EXTRACTED RECORDS

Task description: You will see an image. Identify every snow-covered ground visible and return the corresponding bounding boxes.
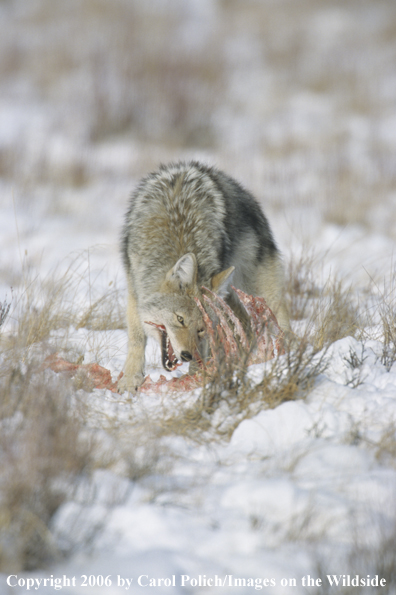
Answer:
[0,0,396,595]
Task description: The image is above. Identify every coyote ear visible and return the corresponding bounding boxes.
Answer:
[167,252,197,286]
[212,267,235,297]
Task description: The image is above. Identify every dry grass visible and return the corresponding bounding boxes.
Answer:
[0,361,93,572]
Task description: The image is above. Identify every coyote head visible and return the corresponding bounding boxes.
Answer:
[141,253,234,371]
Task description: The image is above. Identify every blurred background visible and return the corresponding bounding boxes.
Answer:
[0,0,396,286]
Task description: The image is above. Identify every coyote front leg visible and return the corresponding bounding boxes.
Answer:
[118,288,146,392]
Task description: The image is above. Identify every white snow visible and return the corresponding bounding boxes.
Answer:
[0,0,396,595]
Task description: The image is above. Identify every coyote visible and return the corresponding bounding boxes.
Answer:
[118,161,289,392]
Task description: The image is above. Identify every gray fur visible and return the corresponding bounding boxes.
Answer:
[122,162,289,390]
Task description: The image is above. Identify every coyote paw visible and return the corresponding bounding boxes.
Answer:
[117,372,144,393]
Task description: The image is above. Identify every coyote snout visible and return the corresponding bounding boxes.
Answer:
[119,162,289,391]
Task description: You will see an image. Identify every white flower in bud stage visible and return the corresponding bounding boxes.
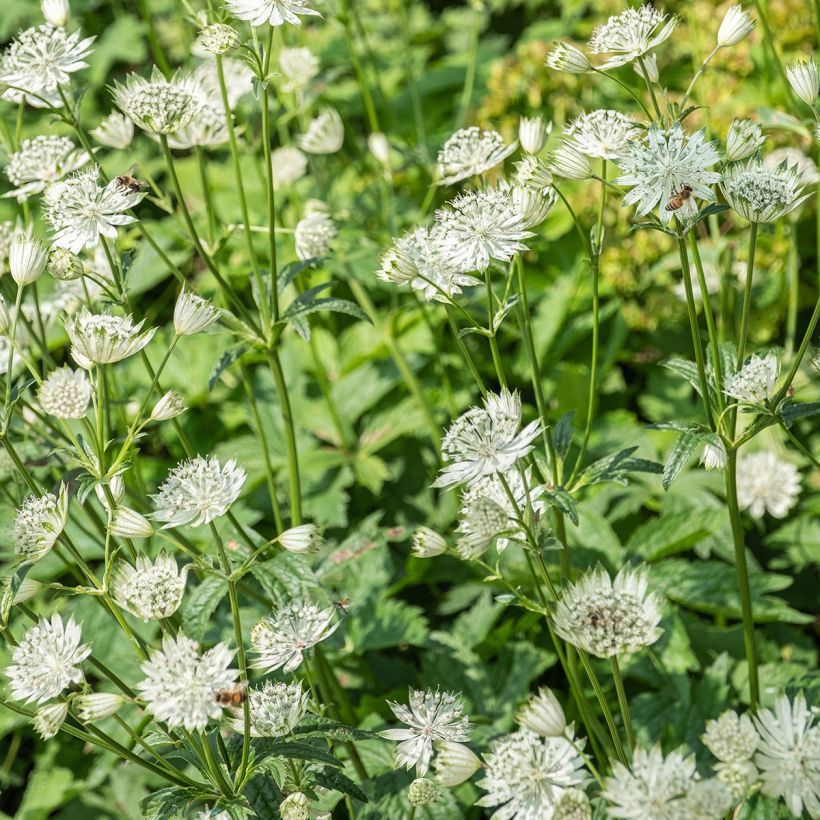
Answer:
[137,633,238,731]
[553,567,663,658]
[379,689,470,777]
[12,484,68,563]
[436,126,517,185]
[6,613,91,703]
[737,451,800,518]
[476,730,587,820]
[111,552,190,623]
[433,389,541,487]
[63,308,156,370]
[152,456,247,529]
[3,134,89,202]
[251,601,339,672]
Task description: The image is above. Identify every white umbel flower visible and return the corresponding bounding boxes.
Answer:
[737,452,800,518]
[231,0,321,26]
[3,134,89,202]
[615,125,720,222]
[37,367,92,419]
[476,730,586,820]
[553,567,663,658]
[111,552,190,623]
[137,633,238,731]
[152,456,247,529]
[44,168,145,253]
[754,692,820,818]
[379,689,470,777]
[723,353,780,404]
[433,389,541,487]
[589,3,678,69]
[436,126,517,185]
[6,613,91,703]
[299,106,345,154]
[63,308,156,369]
[251,601,339,672]
[12,484,68,563]
[566,108,641,159]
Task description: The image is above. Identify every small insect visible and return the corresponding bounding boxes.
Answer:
[214,682,248,706]
[666,183,692,211]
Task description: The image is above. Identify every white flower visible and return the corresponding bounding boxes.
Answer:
[239,681,310,737]
[270,145,307,187]
[726,120,766,162]
[0,25,95,108]
[231,0,321,26]
[379,689,470,777]
[737,452,800,518]
[433,389,541,487]
[112,66,203,134]
[37,366,91,419]
[111,552,190,623]
[717,4,755,48]
[786,60,820,108]
[589,3,678,69]
[251,601,339,672]
[6,613,91,703]
[63,308,156,369]
[553,567,663,658]
[137,633,237,731]
[3,134,89,202]
[152,456,247,529]
[476,730,586,820]
[174,287,222,336]
[299,106,345,154]
[436,126,516,185]
[754,692,820,818]
[44,167,145,253]
[615,125,720,222]
[566,108,641,159]
[602,746,696,820]
[723,353,780,404]
[720,159,811,222]
[12,484,68,563]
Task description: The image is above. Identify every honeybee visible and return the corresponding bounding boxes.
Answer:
[666,182,692,211]
[214,682,248,706]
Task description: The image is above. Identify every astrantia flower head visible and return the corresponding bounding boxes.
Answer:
[553,567,663,658]
[0,25,94,108]
[111,552,190,622]
[251,601,339,672]
[152,456,247,529]
[436,188,533,273]
[737,452,800,518]
[754,692,820,817]
[720,159,811,222]
[138,633,238,731]
[477,730,586,820]
[12,485,68,563]
[566,108,640,159]
[231,0,321,26]
[436,126,516,185]
[723,353,780,404]
[379,689,470,777]
[37,367,91,419]
[63,308,156,369]
[44,167,145,253]
[111,66,202,134]
[615,125,720,222]
[299,106,345,154]
[6,613,91,703]
[4,134,89,202]
[589,3,678,69]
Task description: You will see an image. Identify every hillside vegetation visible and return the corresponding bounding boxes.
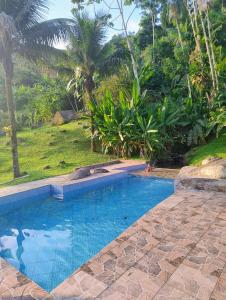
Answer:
[187,132,226,165]
[0,122,110,187]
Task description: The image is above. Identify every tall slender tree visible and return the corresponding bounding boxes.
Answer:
[0,0,70,178]
[69,11,129,151]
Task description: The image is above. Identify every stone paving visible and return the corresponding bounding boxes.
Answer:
[0,164,226,300]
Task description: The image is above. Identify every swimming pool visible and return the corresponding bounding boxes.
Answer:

EXERCISE BRIEF
Reproduce all of the entries above word for word, without the pictures.

OUTPUT
Task description: You will see an image. Identify every snow-covered ground visible and return the corresponding bounding boxes.
Answer:
[0,0,396,595]
Task description: The image is above. Identify every coyote ear visible and return the corresponding bounding boxes.
Answer:
[167,252,197,286]
[212,267,235,297]
Task description: The image is above. Identify every dry grass visible and return the corresponding bounding boxes.
Answer:
[0,361,93,572]
Task description: The image is above. Identify every coyote head visible and return the corresponding bounding boxes.
Answer:
[141,253,234,371]
Task description: The image is above. Identify every blurred background visible and return the corresponding bounding boxes.
Answer:
[0,0,396,286]
Task description: The image is above. Identify every coyote front leg visible and return the corresponding bounding boxes.
Answer:
[118,288,146,392]
Task description: The image is above. Identify every white snow visible and return the corresponding bounding boxes.
Answer:
[0,0,396,595]
Task description: The image is above. Identify every coyote visible and return the corresponding bounding boxes.
Answer:
[118,161,289,392]
Task description: The image is above. Identify every gray fur visible and return the corresponding bounding boxes.
Answer:
[122,162,289,390]
Task description: The image is above. Identify every coyote paw visible and return the corresponding bounding boxes.
Answer:
[117,372,144,393]
Task description: The image is above. Identify every coyote snout visible and return the corresponding bounding boxes.
Answer:
[119,162,289,391]
Task description: You will see an image. Identify every white flower in bud stage visible and return the corresponding bounding boxes.
Answer:
[137,633,238,731]
[553,567,663,658]
[379,689,470,777]
[12,484,68,563]
[436,126,517,185]
[6,613,91,703]
[737,451,800,518]
[476,730,587,820]
[111,552,190,623]
[433,389,541,487]
[63,308,156,370]
[152,456,247,529]
[3,134,89,202]
[251,601,339,672]
Task description: The image is above. Identify every white umbel flower visible and return the corresponding bounding boxes.
Answer:
[737,452,800,518]
[231,0,321,26]
[3,134,89,202]
[615,125,720,222]
[37,367,92,419]
[476,730,586,820]
[553,567,663,658]
[111,552,190,623]
[137,633,238,731]
[152,456,247,529]
[44,168,145,253]
[754,692,820,818]
[379,689,470,777]
[723,353,780,404]
[433,389,541,487]
[589,3,678,69]
[436,126,517,185]
[6,613,91,703]
[299,106,345,154]
[63,308,156,369]
[251,601,339,672]
[12,484,68,563]
[566,108,641,159]
Task description: The image is above. Identify every small insect visible and return the corresponding bounding boxes.
Answer:
[214,682,248,706]
[666,183,692,211]
Task description: The image is above. Identify every white flower visible and return the corresponding bounding boxes.
Answer:
[239,681,310,737]
[270,145,307,187]
[726,120,766,162]
[0,25,95,108]
[231,0,321,26]
[379,689,470,777]
[737,452,800,518]
[433,389,541,487]
[112,66,203,134]
[37,366,91,419]
[111,552,190,623]
[717,4,755,48]
[786,60,820,108]
[589,3,678,69]
[251,601,339,672]
[6,613,91,703]
[63,308,156,369]
[553,567,663,658]
[137,633,237,731]
[3,134,89,202]
[152,456,247,529]
[476,730,586,820]
[174,287,222,336]
[299,106,345,154]
[436,126,516,185]
[754,692,820,818]
[44,167,145,253]
[615,125,720,222]
[566,108,641,159]
[602,746,696,820]
[723,353,780,404]
[720,159,811,222]
[12,484,68,563]
Task description: The image is above. Identify every honeybee visible and return the corresponding bounding boxes.
Answer:
[666,182,692,211]
[214,682,248,706]
Task description: The image is above. Identify every astrantia flower head visible and return the corresponding bounding boxes.
Answer:
[553,567,663,658]
[0,25,94,108]
[111,552,190,622]
[251,601,339,672]
[152,456,247,529]
[436,188,533,273]
[737,452,800,518]
[754,692,820,817]
[720,159,811,222]
[138,633,238,731]
[477,730,586,820]
[12,485,68,563]
[566,108,640,159]
[231,0,321,26]
[436,126,516,185]
[723,353,780,404]
[379,689,470,777]
[37,367,91,419]
[63,308,156,369]
[44,167,145,253]
[111,66,202,134]
[615,125,720,222]
[299,106,345,154]
[6,613,91,703]
[4,134,89,202]
[589,3,678,69]
Task description: You will see an image. Identify every hillside vegetation visible and return the corresponding bounding boxes.
Answer:
[187,132,226,165]
[0,122,110,187]
Task description: The image is above. Identify every tall slender tree visible and return the corresponding bounding boxes.
Answer:
[0,0,70,178]
[69,11,129,151]
Task description: The image is above. Identify every stone paving visible and return the corresponding bounding boxes.
Answer:
[0,164,226,300]
Task description: The image is above. Identify every swimming pool visible and return the corresponding bounding boxes.
Answer:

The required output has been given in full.